▶ Excerpt
The Tesseract
Ah, the Tesseract, that funky glowing blue box that Nick Fury is hoping to turn into a power source for the whole world.
But it also ended up becoming a MacGuffin…and it ended up powering The Avengers instead.
Although it sounds either like a) a grade-school insult or b) a delicious processed breakfast sandwich, a MacGuffin is actually a plot device. The word is attributed to Alfred Hitchcock, who explained that it doesn't really matter what a MacGuffin is—it only matters that the characters want it. (Source)
MacGuffins in the movies can be anything from fancy black birds to plutonium hidden in wine bottles to whatever the heck's in that briefcase in Pulp Fiction. Here, it's the Tesseract, a doodad from Asgard that the Nazis were playing with in the first Captain America movie, and which apparently holds infinite power to do whatever the owner wants. (Stay tuned for future Marvel movies for more on that one, true believers.)
That makes it a nice stand-in for the nature of power itself. In Nick Fury's dreams, it's something that can bring the world together, or as Loki puts it:
LOKI: To have the Tesseract, to have power, unlimited power. And for what? A warm light for all mankind to share.
Of course, Loki has entirely different plans for it, and we're pretty sure that they don't involve summer picnics and kids holding hands. It's all about whose finger is on the button…which is why it's telling that Fury lets the Tesseract go with Thor at the end: convinced that Asgard can use it more wisely than us squabbling chimps down here on Terra Firma.

(Natural-language object grounding data)
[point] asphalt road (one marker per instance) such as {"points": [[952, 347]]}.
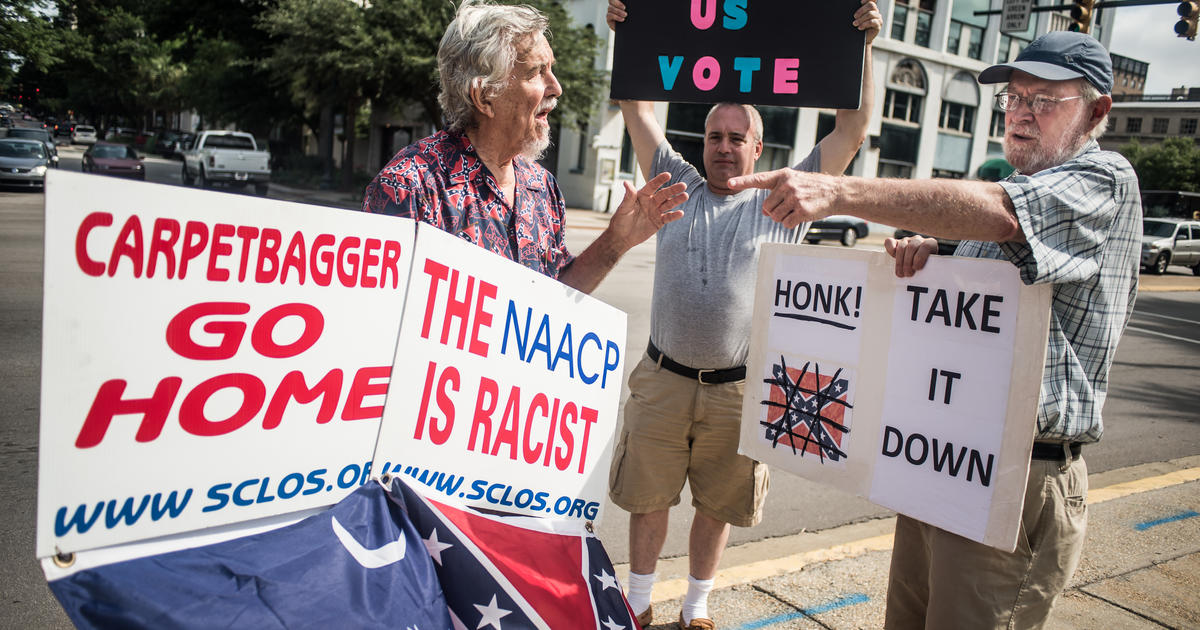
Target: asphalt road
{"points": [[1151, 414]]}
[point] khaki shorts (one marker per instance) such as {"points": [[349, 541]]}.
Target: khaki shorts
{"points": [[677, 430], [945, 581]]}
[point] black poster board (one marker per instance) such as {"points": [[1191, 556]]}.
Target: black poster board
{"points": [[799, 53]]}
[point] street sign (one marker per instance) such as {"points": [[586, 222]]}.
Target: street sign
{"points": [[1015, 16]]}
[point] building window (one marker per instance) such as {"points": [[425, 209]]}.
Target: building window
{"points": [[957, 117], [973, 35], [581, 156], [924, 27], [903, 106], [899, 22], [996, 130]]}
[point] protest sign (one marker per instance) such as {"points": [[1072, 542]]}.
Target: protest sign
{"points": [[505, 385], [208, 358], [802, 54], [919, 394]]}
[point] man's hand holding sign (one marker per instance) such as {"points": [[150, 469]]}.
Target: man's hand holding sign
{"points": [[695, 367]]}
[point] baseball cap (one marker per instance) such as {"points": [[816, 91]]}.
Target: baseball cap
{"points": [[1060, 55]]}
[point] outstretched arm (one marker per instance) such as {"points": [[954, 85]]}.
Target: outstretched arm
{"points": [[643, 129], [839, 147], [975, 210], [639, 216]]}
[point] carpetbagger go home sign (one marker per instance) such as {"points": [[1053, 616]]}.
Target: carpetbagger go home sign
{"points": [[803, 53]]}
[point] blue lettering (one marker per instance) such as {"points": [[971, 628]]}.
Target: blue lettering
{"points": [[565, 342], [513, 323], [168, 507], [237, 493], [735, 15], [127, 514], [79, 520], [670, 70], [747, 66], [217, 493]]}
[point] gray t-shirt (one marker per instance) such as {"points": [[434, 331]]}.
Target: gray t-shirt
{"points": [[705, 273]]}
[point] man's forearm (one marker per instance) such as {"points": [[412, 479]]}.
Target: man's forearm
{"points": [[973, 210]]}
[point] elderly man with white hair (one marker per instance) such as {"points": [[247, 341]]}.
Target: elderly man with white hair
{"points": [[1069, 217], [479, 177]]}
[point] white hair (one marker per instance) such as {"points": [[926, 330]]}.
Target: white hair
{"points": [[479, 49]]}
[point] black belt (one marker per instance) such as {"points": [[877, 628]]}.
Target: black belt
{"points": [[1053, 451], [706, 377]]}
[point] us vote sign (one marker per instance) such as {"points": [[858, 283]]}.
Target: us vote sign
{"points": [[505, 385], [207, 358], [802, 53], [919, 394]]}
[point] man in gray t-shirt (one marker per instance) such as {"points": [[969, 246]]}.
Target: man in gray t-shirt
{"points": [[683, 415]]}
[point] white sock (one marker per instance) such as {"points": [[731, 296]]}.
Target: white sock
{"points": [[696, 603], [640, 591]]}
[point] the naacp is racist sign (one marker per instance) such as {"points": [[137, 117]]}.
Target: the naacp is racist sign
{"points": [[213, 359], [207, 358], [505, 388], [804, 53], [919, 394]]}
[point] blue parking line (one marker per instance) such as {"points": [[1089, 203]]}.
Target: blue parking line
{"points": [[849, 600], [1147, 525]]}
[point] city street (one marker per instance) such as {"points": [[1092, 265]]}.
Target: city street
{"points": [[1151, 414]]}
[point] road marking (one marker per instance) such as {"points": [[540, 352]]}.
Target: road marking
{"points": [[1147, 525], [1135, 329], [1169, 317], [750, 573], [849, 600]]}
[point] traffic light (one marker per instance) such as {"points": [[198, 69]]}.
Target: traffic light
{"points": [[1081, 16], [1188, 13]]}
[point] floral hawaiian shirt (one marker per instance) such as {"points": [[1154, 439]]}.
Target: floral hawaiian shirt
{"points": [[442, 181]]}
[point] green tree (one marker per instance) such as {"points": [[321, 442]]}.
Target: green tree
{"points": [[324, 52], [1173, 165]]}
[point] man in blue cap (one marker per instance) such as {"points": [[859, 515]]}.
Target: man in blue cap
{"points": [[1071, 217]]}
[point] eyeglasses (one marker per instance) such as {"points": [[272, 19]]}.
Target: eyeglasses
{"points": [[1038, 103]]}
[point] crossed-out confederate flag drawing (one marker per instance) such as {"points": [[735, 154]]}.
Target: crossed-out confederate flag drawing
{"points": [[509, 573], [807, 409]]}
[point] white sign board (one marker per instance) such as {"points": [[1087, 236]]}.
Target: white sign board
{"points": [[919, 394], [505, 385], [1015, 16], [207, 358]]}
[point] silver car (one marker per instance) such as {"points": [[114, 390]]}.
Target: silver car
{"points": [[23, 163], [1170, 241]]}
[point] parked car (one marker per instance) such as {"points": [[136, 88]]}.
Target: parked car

▶ Exercise objective
Can you give back the stretch of the Tesseract text from "Of course, Loki" through "on Terra Firma.", substituting "birthday parties" for "summer picnics"? These entries were taken from a separate source.

▶ Reply to the exercise
Of course, Loki has entirely different plans for it, and we're pretty sure that they don't involve birthday parties and kids holding hands. It's all about whose finger is on the button…which is why it's telling that Fury lets the Tesseract go with Thor at the end: convinced that Asgard can use it more wisely than us squabbling chimps down here on Terra Firma.